**Goal of the exercise**:
In full and word for word, print the data below.

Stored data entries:
== Segment start ==

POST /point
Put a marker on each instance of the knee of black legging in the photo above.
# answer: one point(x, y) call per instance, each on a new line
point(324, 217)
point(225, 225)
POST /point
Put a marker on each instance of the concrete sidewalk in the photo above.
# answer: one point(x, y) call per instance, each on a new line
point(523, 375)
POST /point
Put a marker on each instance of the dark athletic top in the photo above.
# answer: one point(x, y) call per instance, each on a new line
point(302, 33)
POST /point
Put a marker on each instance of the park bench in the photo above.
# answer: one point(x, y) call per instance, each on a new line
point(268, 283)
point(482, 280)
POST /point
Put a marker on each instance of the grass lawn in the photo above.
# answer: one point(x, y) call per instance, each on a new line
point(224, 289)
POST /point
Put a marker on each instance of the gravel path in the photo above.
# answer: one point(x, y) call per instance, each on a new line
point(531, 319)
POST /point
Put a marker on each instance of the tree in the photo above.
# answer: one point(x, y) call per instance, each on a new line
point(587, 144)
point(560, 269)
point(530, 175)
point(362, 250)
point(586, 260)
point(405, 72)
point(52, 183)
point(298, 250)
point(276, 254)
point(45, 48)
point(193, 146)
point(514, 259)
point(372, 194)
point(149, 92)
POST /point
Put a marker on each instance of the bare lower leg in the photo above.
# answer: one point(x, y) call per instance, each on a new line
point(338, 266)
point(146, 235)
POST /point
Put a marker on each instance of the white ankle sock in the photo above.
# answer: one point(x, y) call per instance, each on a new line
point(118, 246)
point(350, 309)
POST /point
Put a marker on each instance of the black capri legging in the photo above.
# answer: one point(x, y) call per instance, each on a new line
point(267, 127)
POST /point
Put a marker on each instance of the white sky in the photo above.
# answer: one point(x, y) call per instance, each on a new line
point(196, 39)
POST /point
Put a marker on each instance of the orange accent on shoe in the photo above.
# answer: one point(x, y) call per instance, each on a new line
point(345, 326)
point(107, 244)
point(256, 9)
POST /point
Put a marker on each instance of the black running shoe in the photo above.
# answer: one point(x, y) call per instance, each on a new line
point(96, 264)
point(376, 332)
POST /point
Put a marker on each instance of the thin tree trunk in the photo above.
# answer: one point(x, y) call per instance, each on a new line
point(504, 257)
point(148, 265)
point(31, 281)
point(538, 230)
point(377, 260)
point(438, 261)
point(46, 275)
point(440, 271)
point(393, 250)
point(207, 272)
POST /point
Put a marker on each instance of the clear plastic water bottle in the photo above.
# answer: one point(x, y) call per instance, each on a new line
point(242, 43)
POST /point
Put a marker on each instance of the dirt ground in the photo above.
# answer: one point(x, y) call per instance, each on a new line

== Segment end ==

**Written response**:
POST /point
Put a marker on each instance of the knee of black legging in the photo above.
# answer: one point(x, y) call per instance, each on a new line
point(324, 217)
point(225, 225)
POST /point
Put a marker on each instance of the concrete sidewalk in the photo above.
# answer: one point(x, y) call per instance, each on a new line
point(523, 375)
POST /point
Put a marker on each instance of the dark athletic top in the photo above.
# answer: one point(x, y) call per instance, each on a new line
point(302, 33)
POST /point
Put a marker on each instance of the park bench in the photo above.
# answer: one point(x, y) call per instance, each on a new line
point(268, 283)
point(482, 280)
POST /point
Put a marker on each instance of the grass lawn in the photo above.
# answer: one point(x, y) call per instance, each on a new line
point(224, 289)
POST /point
Put a marker on each instance of the gravel path in the photo above.
# answer: one point(x, y) call per instance, each on a new line
point(531, 319)
POST /point
Put a marker on each instance of the tree in the photo above.
# answer: one point(x, y) call per instance, each on a new line
point(587, 144)
point(560, 269)
point(530, 175)
point(362, 250)
point(586, 260)
point(405, 72)
point(52, 183)
point(298, 250)
point(276, 254)
point(45, 48)
point(193, 146)
point(514, 259)
point(372, 194)
point(149, 92)
POST /point
Put a marker on each instance of the bare lower leg in the photo above.
# answer: one point(x, y) call per instance, each on a new line
point(338, 266)
point(146, 235)
POST /point
Put a marker on each instance of the white ankle sock in the photo above.
# answer: one point(x, y) call per instance, each on a new line
point(118, 246)
point(350, 309)
POST /point
Put a marker on each instance of the black capri legging in the photo above.
# answer: one point(x, y) call per instance, each on a new line
point(267, 127)
POST /point
Put a marker on each instance of the white sky in the photo above.
# answer: one point(x, y) call per instance, each on a new line
point(196, 39)
POST /point
Put a marker on each instance of the orange accent on shoe in the photo above.
# answer: one point(x, y) call per instance, each on a new line
point(345, 326)
point(107, 244)
point(256, 9)
POST /point
Put a marker on each instance of the black running shoe in the photo above.
# answer: one point(x, y) call per instance, each on a new line
point(96, 264)
point(376, 332)
POST /point
Put a marker on each instance of the thin tree trunk in the photo above.
# answer: one point(x, y) call per instance, each on a new line
point(504, 257)
point(148, 265)
point(31, 281)
point(538, 230)
point(377, 260)
point(438, 261)
point(46, 275)
point(440, 271)
point(393, 250)
point(207, 272)
POST /point
Put a marker on each instance of the clear plastic water bottle in the photo above.
# answer: one point(x, y) call per instance, each on a new line
point(242, 43)
POST /point
Put a marker on each instance of the dirt ground in the photo above.
# answer: one point(x, y) call per instance, each on a new line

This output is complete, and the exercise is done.